Aim of the task |
Each record below is to be reproduced without any change.

Task inputs |
───

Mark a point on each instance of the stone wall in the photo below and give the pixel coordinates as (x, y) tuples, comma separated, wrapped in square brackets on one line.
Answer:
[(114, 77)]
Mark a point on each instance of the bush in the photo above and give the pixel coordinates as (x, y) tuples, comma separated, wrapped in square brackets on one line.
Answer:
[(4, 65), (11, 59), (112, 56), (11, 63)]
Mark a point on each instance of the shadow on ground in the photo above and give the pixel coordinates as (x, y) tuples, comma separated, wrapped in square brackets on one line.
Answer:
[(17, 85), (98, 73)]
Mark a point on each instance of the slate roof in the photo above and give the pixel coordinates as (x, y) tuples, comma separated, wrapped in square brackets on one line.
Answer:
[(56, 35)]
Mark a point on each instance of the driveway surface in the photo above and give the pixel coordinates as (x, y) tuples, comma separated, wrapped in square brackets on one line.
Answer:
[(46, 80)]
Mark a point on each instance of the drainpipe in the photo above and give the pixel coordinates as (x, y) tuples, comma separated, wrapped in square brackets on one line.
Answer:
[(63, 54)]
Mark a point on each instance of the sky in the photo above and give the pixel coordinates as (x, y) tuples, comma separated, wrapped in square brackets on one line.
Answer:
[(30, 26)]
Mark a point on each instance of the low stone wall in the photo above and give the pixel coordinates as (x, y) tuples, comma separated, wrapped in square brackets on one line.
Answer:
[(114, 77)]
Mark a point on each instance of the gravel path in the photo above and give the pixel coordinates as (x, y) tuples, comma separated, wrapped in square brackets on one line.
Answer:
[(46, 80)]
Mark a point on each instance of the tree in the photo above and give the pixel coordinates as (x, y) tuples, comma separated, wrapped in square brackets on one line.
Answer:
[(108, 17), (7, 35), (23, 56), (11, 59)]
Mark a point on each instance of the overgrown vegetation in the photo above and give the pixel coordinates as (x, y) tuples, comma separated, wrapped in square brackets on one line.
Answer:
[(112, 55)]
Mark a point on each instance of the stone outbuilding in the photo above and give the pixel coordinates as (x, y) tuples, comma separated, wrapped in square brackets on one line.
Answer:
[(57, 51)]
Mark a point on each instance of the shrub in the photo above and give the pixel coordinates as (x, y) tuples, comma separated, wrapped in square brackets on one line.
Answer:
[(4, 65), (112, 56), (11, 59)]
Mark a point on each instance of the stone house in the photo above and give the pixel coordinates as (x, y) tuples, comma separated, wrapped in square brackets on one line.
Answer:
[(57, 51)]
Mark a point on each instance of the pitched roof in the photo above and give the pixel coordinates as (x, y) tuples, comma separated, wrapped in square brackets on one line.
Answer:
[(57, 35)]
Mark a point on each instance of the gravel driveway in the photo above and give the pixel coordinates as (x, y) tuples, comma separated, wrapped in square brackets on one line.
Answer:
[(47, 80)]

───

Task result |
Mark a point on each instance of the stone wall in the photo below and give the pixel coordinates as (x, y) tuples, comma separated, wrapped in square brackets on one line.
Answer:
[(114, 77)]
Mark a point on each instance of the bush in the photo above and give the pixel coordinates as (x, y) tuples, comma separated, wrapped in square brackets on one line.
Answer:
[(4, 65), (11, 59), (112, 56), (11, 63)]
Mark a point on each instance of the shadow on ground in the photo above and give the pixel coordinates as (x, y) tuples, comma separated, wrapped in square brackets on one line.
Answer:
[(17, 85), (98, 73)]
Mark a point on each instance of the slate roof in the photo above and give the pixel coordinates as (x, y) tuples, comma separated, wrapped in square brackets on one line.
Answer:
[(56, 35)]
Mark a point on each instance of the driveway surface in the photo above and give the pixel coordinates as (x, y) tuples, comma separated, wrapped in square brackets on one line.
Answer:
[(46, 80)]
Mark a point on each instance of the drainpipe in the photo above and give the pixel coordinates as (x, y) tuples, comma separated, wrapped in square brackets on one line.
Answer:
[(63, 54)]
Mark a point on each instance of the sky in the photo above and give the pixel coordinates as (x, y) tuples, comma separated, wrapped in square brackets on one line.
Answer:
[(30, 26)]
Mark a point on each instance of the low stone wall in the photo above and give the pixel coordinates as (x, y) tuples, comma separated, wrapped in square brackets on one line.
Answer:
[(114, 77)]
Mark a point on each instance of the gravel path in the photo above and give the pixel coordinates as (x, y) tuples, comma separated, wrapped in square brackets on one line.
Answer:
[(46, 80)]
Mark a point on each instance of the tree in the photo above and give the pixel coordinates as (x, y) tuples, comma separated, wrapped in square brackets on one line.
Answer:
[(108, 17), (7, 35), (23, 56), (11, 59)]
Mark a point on each instance of the overgrown vegetation in the photo above and give the pixel coordinates as (x, y) tuples, comma separated, wrapped in square brackets on one line.
Answer:
[(112, 55)]
Mark a point on each instance of the stone outbuilding in the photo above and give the pixel coordinates as (x, y) tuples, comma separated, wrapped in square brackets on one line.
Answer:
[(57, 51)]
Mark a point on each instance of the shrub in the photo above and give the pixel coordinates as (x, y) tuples, comma separated, wrapped in square brackets on one line.
Answer:
[(4, 65), (112, 56), (11, 59)]
Mark a point on each instance of the stone house in the photo above and give the pixel coordinates as (x, y) tuples, comma separated, wrapped in square brackets on one line.
Answer:
[(57, 51)]
Mark a point on each instance of the pitched roof in the photo above and give the pixel coordinates as (x, y) tuples, comma separated, wrapped in square brackets on one line.
Answer:
[(57, 35)]
Mark a point on each instance of the gravel driveway in the photo above and give the pixel coordinates as (x, y) tuples, comma separated, wrapped in square brackets on one line.
Answer:
[(47, 80)]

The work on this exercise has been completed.